-- Start Extracted text --
EXIBITION AT NEW ZEALAND PORTRAIT GALLERY

The New Zealand Portrait Gallery in Wellington is currently holding a large-scale exhibition of works by Frances Hodgkins.

Curated by Pamela Gerrish Nunn, Frances Hodgkins People focuses on the significance of the human figure and face in the work of this iconic New Zealand artist.

The exhibition showcases works from both public and private collections, including several pieces loaned to the New Zealand Portrait Gallery by Jonathan Grant Gallery.

With sketches and paintings of friends, family members and people she met along her travels, the exhibition spans Hodgkins career and offers a rare opportunity to experience the life of this beloved New Zealand artist – not through her landscapes or still-life’s, but through the people she knew and the way she painted them.

Listen to curator Pamela Gerrish discuss the exhibition on RNZ

Frances Hodgkins (1869 – 1947) is regarded as one of New Zealand’s most renowned artists. Her works capture the spirit of an era greatly influenced by Impressionism and the beginnings of en plein air painting, Post- Impressionism, Fauvism and two World Wars. With a professional life that spanned fifty-six years, Hodgkins was one of the foremost artists of her generation. During her time in Britain she became one of the leaders of the English avant-garde movement during the 1930s and 1940s, and was one of the first New Zealand-born artists to achieve such stature.
-- End Extracted text --
■ Prompt 1
Answer these questions from the article on the Frances Hodgkins exhibition:
(a) Who curated the exhibition?
(b) Which gallery loaned several pieces to the New Zealand Portrait Gallery?
(c) How many years did Hodgkins's professional life span?
■ Prompt 2
Collect every line of the records that contains the word "armchair".
The text and the records that follow it are unrelated and should be treated as separate material.
-- Start Data for this exercise --
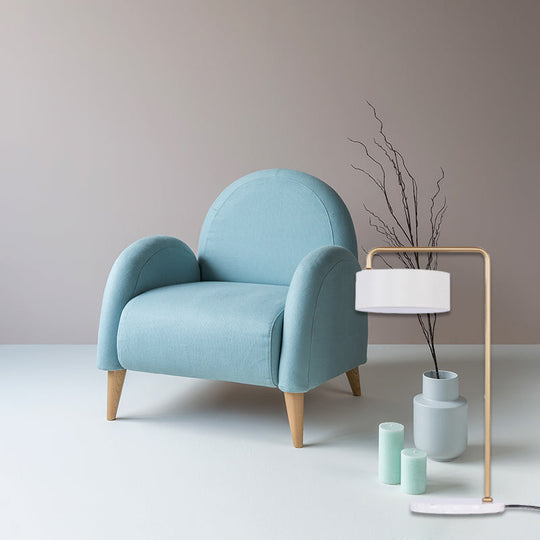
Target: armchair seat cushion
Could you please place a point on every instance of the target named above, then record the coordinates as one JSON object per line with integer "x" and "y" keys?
{"x": 211, "y": 330}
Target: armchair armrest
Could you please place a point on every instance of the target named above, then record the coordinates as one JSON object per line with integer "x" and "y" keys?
{"x": 147, "y": 264}
{"x": 323, "y": 335}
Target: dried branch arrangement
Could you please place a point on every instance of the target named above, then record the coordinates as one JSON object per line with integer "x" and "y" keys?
{"x": 400, "y": 225}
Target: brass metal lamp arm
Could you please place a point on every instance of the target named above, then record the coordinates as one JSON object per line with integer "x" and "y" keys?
{"x": 487, "y": 331}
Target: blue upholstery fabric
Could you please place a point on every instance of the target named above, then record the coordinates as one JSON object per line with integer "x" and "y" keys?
{"x": 146, "y": 264}
{"x": 261, "y": 227}
{"x": 209, "y": 330}
{"x": 270, "y": 301}
{"x": 323, "y": 335}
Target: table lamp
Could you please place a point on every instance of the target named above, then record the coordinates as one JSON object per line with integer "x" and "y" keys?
{"x": 404, "y": 290}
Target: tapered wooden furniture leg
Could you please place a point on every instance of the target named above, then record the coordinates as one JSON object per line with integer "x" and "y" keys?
{"x": 295, "y": 412}
{"x": 115, "y": 381}
{"x": 354, "y": 381}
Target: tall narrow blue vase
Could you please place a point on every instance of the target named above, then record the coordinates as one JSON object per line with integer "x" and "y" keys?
{"x": 440, "y": 417}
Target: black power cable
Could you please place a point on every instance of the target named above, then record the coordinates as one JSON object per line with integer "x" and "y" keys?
{"x": 525, "y": 506}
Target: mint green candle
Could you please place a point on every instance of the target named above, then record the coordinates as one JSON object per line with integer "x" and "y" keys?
{"x": 390, "y": 446}
{"x": 413, "y": 471}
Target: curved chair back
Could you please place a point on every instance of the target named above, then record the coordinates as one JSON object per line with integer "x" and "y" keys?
{"x": 261, "y": 227}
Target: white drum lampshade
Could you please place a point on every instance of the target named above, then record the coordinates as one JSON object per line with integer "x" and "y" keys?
{"x": 402, "y": 290}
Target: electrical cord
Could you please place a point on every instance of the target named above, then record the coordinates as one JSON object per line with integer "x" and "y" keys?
{"x": 525, "y": 506}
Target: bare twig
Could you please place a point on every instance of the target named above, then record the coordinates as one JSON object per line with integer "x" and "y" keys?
{"x": 405, "y": 230}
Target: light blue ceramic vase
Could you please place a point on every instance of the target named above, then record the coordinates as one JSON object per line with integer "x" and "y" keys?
{"x": 440, "y": 417}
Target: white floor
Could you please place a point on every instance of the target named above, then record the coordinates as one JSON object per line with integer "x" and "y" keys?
{"x": 198, "y": 459}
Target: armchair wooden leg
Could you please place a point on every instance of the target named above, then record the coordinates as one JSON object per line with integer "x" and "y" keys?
{"x": 115, "y": 381}
{"x": 295, "y": 412}
{"x": 354, "y": 381}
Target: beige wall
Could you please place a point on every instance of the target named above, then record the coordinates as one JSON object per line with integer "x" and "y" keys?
{"x": 125, "y": 119}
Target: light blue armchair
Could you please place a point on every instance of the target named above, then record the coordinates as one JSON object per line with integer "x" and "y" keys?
{"x": 269, "y": 302}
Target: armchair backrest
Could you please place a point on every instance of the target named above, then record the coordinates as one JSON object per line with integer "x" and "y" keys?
{"x": 261, "y": 227}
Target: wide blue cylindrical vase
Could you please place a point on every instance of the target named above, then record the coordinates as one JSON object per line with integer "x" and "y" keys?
{"x": 440, "y": 417}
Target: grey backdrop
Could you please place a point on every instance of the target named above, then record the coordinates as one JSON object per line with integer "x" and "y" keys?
{"x": 125, "y": 119}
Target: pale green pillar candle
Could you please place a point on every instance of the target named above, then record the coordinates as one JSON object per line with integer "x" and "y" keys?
{"x": 413, "y": 471}
{"x": 390, "y": 446}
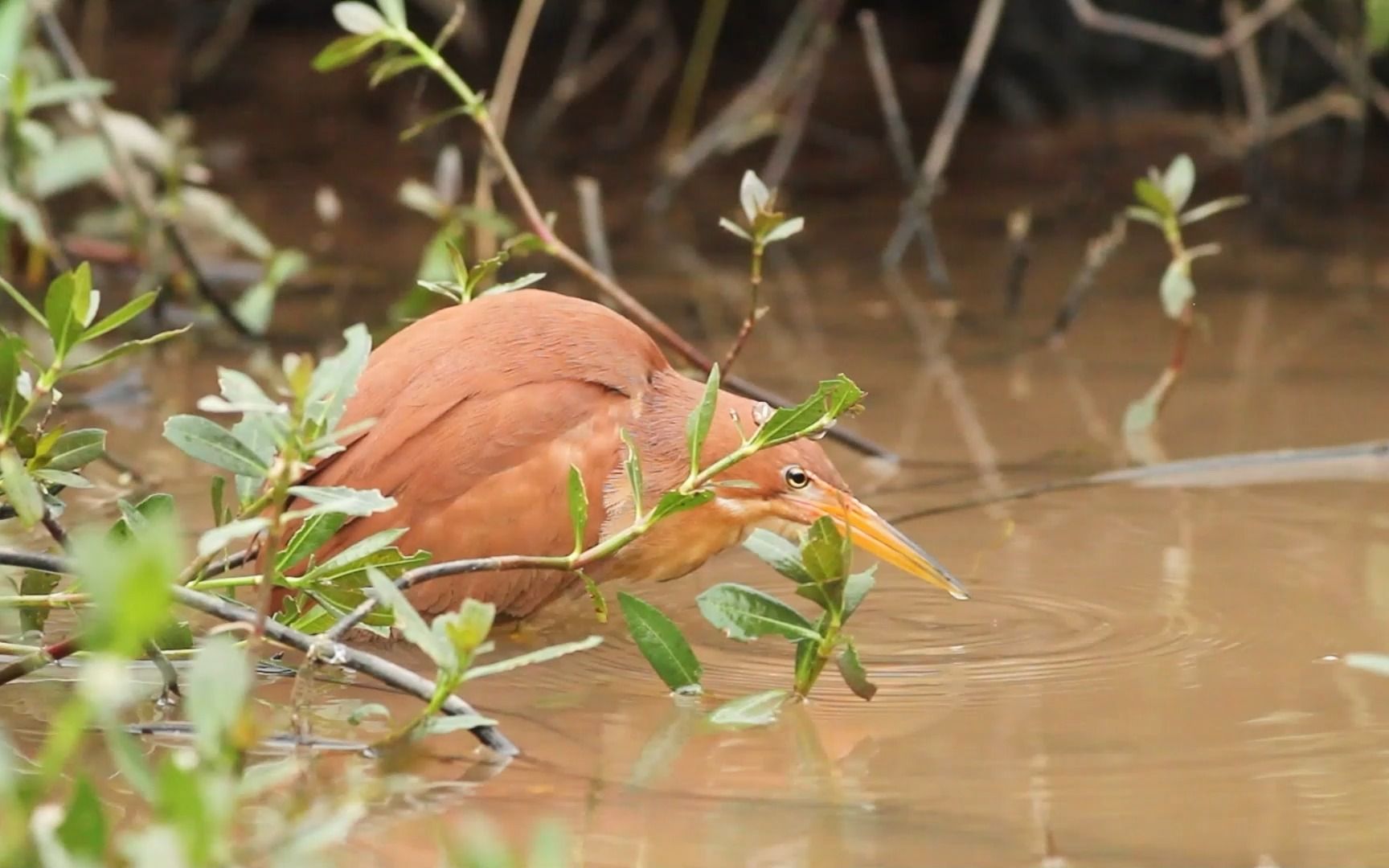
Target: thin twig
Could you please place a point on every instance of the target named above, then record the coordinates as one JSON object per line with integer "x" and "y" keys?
{"x": 899, "y": 142}
{"x": 1207, "y": 47}
{"x": 74, "y": 67}
{"x": 229, "y": 612}
{"x": 591, "y": 219}
{"x": 942, "y": 143}
{"x": 793, "y": 124}
{"x": 1097, "y": 252}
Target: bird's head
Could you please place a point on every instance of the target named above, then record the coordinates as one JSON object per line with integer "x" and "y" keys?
{"x": 795, "y": 484}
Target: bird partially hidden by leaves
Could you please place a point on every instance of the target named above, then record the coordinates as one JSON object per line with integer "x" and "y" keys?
{"x": 481, "y": 408}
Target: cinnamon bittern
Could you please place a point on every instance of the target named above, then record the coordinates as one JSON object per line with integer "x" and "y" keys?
{"x": 481, "y": 408}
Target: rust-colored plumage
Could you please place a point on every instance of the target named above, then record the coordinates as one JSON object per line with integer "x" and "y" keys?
{"x": 481, "y": 408}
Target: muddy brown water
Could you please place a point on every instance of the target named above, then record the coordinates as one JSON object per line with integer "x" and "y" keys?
{"x": 1146, "y": 677}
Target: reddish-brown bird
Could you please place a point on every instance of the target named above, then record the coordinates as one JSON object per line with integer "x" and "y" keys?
{"x": 481, "y": 408}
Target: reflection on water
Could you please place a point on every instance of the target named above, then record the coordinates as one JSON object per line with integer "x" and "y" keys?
{"x": 1145, "y": 675}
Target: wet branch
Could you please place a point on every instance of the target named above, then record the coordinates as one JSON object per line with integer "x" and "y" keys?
{"x": 74, "y": 68}
{"x": 322, "y": 649}
{"x": 942, "y": 143}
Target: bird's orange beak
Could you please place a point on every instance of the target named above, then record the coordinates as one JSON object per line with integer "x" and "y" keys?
{"x": 873, "y": 534}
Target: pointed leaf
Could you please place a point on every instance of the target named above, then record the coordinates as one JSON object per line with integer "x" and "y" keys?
{"x": 76, "y": 449}
{"x": 121, "y": 316}
{"x": 755, "y": 710}
{"x": 410, "y": 624}
{"x": 546, "y": 654}
{"x": 578, "y": 507}
{"x": 662, "y": 643}
{"x": 125, "y": 349}
{"x": 746, "y": 612}
{"x": 785, "y": 229}
{"x": 633, "y": 465}
{"x": 780, "y": 553}
{"x": 1152, "y": 196}
{"x": 219, "y": 538}
{"x": 341, "y": 499}
{"x": 217, "y": 686}
{"x": 700, "y": 420}
{"x": 211, "y": 444}
{"x": 309, "y": 538}
{"x": 20, "y": 489}
{"x": 853, "y": 673}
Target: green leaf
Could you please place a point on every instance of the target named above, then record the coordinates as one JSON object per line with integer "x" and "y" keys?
{"x": 309, "y": 538}
{"x": 853, "y": 671}
{"x": 359, "y": 18}
{"x": 135, "y": 520}
{"x": 335, "y": 381}
{"x": 1178, "y": 182}
{"x": 410, "y": 624}
{"x": 858, "y": 588}
{"x": 20, "y": 489}
{"x": 371, "y": 551}
{"x": 11, "y": 399}
{"x": 832, "y": 399}
{"x": 1367, "y": 661}
{"x": 530, "y": 658}
{"x": 578, "y": 507}
{"x": 662, "y": 643}
{"x": 528, "y": 280}
{"x": 700, "y": 420}
{"x": 826, "y": 551}
{"x": 211, "y": 444}
{"x": 345, "y": 51}
{"x": 66, "y": 307}
{"x": 1152, "y": 196}
{"x": 727, "y": 224}
{"x": 217, "y": 493}
{"x": 1177, "y": 288}
{"x": 465, "y": 629}
{"x": 129, "y": 346}
{"x": 674, "y": 502}
{"x": 129, "y": 583}
{"x": 121, "y": 316}
{"x": 755, "y": 710}
{"x": 341, "y": 499}
{"x": 633, "y": 465}
{"x": 74, "y": 162}
{"x": 785, "y": 229}
{"x": 14, "y": 293}
{"x": 746, "y": 612}
{"x": 84, "y": 829}
{"x": 780, "y": 553}
{"x": 219, "y": 538}
{"x": 219, "y": 684}
{"x": 76, "y": 449}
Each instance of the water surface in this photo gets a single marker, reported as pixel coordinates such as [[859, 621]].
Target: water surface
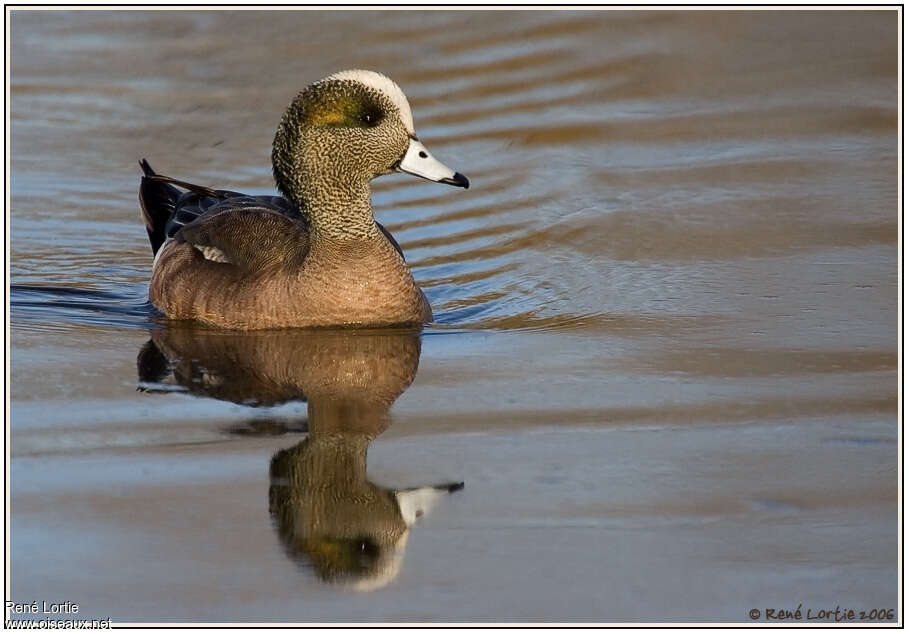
-- End Data for this exercise --
■ Correct result 1
(a) Pamela Gerrish Nunn
(b) Jonathan Grant Gallery
(c) Fifty-six years

■ Correct result 2
Target: armchair seat cushion
Target: armchair armrest
Target: armchair wooden leg
Target: light blue armchair
Target: armchair backrest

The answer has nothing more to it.